_Excerpted passage_

──────

GLOBAL - Allowing people to choose their own retirement fund is dangerous in a system where participants are not well informed, State Street Global Advisors group CIO Alan Brown argues.
Citing the findings of a paper titled Design Choices in Privatised Social Security Systems: Learning from the Swedish Experience, Brown suggests retirement is one area where people should be “saved from themselves”.
Privatisation of social security could well come back onto the political agenda in the US and other countries, Brown says. And the conclusions drawn in the paper are equally relevant to the design of defined contribution (DC) funds – the second pillar savings rout of choice in many countries – he adds.
The Australian government is introducing choice of fund in July 2005.
Under the Swedish system, people were given a choice of 456 funds. A default fund was offered to those who did not elect to make their own choice, but the Swedish government actively encouraged self selection.
Nearly 67% of participants chose their own portfolios but since the government stopped promoting self selection, nearly 92% of new joiners have since opted for the default, Brown notes.
However while the default fund performed well, the fund popular with the active choosers was up over 500% in the five years prior to choice and in the three years since has lost over two thirds of its value.
Brown argues well-intentioned plans to offer participants’ choice is leading to “perverse results” with “significant wealth consequences” for investors.
“Arguably, limited choice would provide for lower costs through very competitive bids from fund managers, and from significantly lower administrative costs,” Brown says.
“And arguably, for most participants who are relatively uninformed about investments, a default choice is likely to be superior to most portfolios that they might elect for themselves.
“For the minority who really could benefit from choice, they still can. They simply exercise that choice outside the second pillar savings system with their other investments.
“It seems almost heresy to argue for paternalism and against choice, but perhaps this is really one area which is so important that we should be saved from ourselves. After all we don’t get to prescribe our own medicines, perhaps we shouldn’t be selecting our own retirement fund choices either.”

──────

Reproduce verbatim the stretch of the article on retirement fund choice from "GLOBAL - Allowing" through "Alan Brown argues.". The entries that follow are separate material, unconnected to the article on retirement fund choice.

──────

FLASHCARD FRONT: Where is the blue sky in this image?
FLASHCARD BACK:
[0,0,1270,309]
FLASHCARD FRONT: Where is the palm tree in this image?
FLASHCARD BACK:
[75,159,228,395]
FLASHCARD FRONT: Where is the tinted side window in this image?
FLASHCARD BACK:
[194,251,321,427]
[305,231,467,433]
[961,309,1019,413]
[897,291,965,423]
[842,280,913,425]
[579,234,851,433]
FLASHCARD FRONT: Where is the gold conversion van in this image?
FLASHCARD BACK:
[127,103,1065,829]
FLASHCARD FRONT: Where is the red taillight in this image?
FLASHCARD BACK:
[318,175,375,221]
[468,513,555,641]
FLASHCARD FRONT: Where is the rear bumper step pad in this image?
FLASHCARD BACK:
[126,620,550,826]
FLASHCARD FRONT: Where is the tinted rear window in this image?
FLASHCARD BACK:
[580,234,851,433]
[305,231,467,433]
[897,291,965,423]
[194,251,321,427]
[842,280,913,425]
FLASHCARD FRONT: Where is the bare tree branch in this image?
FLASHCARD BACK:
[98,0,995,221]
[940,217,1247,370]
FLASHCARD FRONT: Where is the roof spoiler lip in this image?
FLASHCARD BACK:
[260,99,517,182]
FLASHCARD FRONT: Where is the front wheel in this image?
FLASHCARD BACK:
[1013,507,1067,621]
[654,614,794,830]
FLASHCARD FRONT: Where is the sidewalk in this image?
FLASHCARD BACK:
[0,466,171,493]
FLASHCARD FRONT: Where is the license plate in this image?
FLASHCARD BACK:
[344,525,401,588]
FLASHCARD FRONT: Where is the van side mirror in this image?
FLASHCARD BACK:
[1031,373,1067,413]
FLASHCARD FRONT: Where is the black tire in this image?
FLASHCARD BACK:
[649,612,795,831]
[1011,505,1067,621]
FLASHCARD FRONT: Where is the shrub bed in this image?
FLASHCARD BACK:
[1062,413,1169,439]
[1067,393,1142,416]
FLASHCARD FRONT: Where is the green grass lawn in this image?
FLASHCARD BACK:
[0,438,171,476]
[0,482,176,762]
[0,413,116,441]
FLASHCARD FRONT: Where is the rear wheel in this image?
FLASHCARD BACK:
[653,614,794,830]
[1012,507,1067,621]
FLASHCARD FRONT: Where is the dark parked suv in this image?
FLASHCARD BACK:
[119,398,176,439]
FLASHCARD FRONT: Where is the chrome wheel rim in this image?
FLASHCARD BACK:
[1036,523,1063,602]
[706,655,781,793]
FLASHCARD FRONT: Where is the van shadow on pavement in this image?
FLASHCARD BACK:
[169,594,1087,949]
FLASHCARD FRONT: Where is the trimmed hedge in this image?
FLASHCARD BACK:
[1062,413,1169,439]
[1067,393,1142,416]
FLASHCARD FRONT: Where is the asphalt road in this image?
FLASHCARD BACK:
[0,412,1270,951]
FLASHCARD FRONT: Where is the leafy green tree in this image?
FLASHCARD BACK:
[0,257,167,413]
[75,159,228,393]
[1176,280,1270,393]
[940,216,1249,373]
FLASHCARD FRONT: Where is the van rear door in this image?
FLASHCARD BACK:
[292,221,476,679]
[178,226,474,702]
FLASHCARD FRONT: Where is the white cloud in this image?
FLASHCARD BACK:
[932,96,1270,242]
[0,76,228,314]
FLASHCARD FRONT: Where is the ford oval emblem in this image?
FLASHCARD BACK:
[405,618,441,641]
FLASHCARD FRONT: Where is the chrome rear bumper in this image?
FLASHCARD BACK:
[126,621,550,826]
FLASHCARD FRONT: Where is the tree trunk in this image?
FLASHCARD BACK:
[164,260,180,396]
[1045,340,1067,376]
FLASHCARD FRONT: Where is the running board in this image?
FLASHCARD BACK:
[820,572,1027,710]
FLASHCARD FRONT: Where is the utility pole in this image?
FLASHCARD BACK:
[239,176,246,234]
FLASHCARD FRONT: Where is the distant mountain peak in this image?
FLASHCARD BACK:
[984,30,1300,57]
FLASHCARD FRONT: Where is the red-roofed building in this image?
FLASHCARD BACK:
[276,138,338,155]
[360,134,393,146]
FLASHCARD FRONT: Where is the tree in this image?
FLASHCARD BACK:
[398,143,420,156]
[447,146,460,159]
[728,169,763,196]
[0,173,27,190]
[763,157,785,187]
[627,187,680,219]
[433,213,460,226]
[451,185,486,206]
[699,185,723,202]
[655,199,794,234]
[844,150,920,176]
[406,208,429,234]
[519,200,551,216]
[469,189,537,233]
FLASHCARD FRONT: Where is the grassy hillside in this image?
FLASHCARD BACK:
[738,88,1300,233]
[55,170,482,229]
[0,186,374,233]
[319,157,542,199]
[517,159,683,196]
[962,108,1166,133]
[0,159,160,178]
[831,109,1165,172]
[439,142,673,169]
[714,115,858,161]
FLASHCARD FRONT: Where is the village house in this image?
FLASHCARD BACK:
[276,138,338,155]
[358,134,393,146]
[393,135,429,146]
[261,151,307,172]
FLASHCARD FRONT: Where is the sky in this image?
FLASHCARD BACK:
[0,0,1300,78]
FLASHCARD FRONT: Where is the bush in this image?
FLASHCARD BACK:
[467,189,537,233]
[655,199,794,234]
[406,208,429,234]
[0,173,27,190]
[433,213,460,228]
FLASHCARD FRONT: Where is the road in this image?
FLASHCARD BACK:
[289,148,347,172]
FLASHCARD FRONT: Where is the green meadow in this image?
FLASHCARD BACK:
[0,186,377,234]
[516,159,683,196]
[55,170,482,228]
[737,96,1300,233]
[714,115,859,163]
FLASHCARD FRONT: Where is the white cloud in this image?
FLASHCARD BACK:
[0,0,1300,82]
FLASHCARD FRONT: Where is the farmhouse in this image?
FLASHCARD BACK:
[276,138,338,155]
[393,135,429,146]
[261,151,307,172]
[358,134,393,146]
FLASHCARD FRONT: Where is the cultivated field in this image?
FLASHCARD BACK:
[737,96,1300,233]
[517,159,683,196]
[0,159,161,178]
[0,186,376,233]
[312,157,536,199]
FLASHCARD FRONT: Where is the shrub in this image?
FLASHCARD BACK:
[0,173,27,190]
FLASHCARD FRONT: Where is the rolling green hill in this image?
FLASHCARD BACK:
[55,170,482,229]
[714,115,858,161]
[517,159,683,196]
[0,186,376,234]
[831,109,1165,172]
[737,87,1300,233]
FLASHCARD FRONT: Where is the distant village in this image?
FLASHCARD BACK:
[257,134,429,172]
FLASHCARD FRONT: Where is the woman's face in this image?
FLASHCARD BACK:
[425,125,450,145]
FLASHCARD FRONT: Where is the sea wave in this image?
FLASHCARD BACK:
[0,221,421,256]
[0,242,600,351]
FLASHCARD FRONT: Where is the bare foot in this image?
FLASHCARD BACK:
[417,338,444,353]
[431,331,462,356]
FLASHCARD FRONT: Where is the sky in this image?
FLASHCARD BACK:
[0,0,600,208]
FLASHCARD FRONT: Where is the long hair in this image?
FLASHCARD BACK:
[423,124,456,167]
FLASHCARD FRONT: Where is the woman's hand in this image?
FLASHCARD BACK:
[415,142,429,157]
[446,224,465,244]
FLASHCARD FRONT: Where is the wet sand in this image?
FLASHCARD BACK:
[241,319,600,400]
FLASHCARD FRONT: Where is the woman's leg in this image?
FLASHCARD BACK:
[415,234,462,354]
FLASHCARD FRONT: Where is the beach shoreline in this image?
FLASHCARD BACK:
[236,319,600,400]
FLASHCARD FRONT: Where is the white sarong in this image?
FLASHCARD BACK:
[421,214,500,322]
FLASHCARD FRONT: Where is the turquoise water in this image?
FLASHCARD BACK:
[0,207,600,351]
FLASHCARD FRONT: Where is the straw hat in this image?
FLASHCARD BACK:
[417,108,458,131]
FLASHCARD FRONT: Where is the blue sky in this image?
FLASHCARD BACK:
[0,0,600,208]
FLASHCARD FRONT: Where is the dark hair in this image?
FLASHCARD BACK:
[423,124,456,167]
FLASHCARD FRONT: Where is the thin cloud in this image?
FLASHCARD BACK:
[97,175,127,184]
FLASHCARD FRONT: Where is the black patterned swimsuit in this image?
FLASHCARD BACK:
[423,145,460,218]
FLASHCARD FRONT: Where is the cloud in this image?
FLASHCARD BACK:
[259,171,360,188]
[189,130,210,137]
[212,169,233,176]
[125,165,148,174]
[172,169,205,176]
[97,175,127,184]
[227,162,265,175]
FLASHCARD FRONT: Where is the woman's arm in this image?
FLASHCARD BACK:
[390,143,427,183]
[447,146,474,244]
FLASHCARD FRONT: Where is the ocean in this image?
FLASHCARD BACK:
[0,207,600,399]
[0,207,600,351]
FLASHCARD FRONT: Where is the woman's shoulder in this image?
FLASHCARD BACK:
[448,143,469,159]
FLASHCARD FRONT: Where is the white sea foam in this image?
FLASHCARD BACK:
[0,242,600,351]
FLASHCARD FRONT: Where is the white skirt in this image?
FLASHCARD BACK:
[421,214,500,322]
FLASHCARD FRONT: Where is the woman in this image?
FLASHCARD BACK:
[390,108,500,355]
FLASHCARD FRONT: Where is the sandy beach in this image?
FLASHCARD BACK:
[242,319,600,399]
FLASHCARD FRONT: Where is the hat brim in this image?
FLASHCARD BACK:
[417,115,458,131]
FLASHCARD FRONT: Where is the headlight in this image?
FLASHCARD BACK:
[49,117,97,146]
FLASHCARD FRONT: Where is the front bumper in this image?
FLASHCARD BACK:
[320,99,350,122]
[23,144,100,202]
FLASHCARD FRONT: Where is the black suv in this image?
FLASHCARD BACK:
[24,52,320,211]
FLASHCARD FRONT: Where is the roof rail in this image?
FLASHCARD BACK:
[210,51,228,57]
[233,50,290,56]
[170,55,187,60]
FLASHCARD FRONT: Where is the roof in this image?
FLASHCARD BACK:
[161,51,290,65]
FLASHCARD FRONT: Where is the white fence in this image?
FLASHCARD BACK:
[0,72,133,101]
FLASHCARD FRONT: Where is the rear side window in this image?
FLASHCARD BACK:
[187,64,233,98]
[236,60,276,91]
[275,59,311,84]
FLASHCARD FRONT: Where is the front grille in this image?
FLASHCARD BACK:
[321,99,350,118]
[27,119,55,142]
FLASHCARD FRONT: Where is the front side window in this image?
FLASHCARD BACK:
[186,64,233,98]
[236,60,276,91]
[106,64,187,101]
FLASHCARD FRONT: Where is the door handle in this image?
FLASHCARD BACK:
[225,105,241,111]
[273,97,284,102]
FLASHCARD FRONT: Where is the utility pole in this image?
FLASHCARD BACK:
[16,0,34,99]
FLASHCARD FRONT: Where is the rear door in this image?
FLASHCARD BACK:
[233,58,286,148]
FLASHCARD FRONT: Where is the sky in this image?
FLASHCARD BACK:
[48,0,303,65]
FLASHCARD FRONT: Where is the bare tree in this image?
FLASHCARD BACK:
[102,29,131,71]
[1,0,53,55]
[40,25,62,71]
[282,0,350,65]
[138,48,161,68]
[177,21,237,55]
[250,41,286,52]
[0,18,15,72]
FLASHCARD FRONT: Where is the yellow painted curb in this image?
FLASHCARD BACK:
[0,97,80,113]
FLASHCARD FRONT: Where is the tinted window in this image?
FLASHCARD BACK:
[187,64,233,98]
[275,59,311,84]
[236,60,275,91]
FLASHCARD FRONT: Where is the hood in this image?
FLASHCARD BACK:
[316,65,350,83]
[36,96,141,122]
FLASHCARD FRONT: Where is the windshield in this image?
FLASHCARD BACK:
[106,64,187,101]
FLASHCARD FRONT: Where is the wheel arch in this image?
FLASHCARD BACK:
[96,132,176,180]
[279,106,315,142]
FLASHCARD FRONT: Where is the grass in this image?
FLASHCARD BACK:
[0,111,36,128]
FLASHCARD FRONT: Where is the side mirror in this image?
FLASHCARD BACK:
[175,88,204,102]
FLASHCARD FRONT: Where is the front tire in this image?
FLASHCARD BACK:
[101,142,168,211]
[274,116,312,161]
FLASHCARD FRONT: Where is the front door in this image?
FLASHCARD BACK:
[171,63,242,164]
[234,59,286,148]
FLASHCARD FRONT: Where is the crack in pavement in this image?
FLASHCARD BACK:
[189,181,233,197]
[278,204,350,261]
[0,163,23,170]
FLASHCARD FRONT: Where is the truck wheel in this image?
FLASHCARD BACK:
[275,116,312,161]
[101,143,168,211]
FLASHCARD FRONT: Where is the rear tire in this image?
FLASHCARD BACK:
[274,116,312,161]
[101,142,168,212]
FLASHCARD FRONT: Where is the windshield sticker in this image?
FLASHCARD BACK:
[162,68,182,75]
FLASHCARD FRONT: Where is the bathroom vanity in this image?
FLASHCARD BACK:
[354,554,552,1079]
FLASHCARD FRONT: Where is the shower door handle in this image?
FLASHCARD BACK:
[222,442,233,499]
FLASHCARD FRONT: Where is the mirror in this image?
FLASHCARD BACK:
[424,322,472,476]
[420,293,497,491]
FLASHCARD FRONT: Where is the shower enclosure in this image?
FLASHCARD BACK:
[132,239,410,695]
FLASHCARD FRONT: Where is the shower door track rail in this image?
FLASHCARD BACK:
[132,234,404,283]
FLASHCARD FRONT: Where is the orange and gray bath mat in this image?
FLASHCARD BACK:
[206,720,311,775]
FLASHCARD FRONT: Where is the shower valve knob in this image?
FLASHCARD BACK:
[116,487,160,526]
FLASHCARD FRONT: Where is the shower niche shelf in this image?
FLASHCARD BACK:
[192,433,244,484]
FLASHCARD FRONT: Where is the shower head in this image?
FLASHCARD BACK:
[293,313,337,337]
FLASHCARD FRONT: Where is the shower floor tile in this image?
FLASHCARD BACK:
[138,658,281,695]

──────

_Exercise output_
GLOBAL - Allowing people to choose their own retirement fund is dangerous in a system where participants are not well informed, State Street Global Advisors group CIO Alan Brown argues.